## [SHORT EXERCISE]
Transcribe the records below word for word, from the line with "Task: place one keypoint on every instance of the front" up to and including the line with "Task: place one keypoint on every instance of the side window". Give only those lines.

## [RECORDS SHOWN]
════════

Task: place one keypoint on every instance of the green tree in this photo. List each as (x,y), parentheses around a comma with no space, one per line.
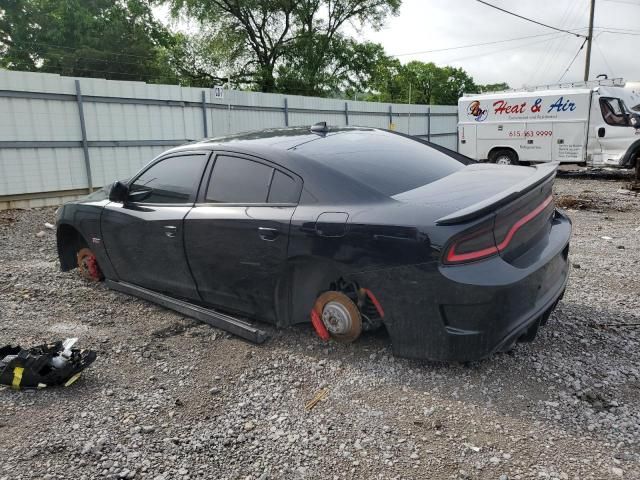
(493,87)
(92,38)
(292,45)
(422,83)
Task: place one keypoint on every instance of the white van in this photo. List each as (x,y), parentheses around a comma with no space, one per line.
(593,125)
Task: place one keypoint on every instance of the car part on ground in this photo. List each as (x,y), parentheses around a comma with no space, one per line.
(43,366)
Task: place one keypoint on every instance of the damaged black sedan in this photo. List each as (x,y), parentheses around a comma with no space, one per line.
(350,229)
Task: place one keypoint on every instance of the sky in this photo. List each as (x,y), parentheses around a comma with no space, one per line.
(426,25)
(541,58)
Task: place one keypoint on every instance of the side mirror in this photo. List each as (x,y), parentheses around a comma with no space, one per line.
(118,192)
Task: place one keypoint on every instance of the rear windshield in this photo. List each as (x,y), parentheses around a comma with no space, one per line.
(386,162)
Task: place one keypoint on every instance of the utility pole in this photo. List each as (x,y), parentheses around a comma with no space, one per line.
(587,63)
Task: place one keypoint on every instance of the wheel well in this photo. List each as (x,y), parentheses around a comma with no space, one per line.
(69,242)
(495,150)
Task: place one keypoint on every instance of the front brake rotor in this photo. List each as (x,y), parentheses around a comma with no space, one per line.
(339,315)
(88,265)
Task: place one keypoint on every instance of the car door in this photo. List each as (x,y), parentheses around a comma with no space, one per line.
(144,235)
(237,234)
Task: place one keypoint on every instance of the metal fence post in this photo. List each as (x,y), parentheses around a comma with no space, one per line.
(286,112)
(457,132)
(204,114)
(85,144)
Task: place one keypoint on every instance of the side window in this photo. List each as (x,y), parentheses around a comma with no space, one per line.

════════

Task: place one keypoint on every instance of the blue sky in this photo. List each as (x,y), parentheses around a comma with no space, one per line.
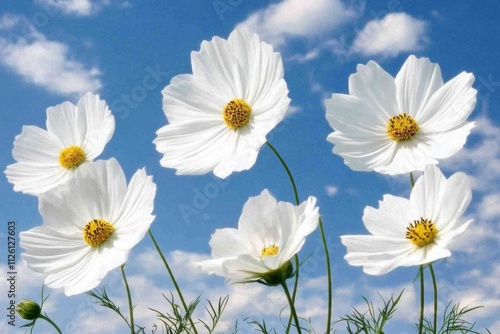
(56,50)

════════

## [RESPONSE FOR THIS EXERCISE]
Task: place one keypoint on every instance of the front brake rotor in this photo. List each as (x,y), parentheses around a comma with no space, one per line.
(339,315)
(88,265)
Task: place one keypoint on every instance of the car door in this photo. List each as (x,y), parentheses around a comma with no space, one per line.
(144,235)
(237,234)
Task: place one keypoint on every instance of the metal fence post in this photo. List each as (x,y), parentheses around a comma with no space, one per line.
(286,112)
(457,132)
(204,114)
(85,144)
Task: place one keypoint on every instance of the side window in this photo. List each as (x,y), parentheses around a comma with no space, one per line.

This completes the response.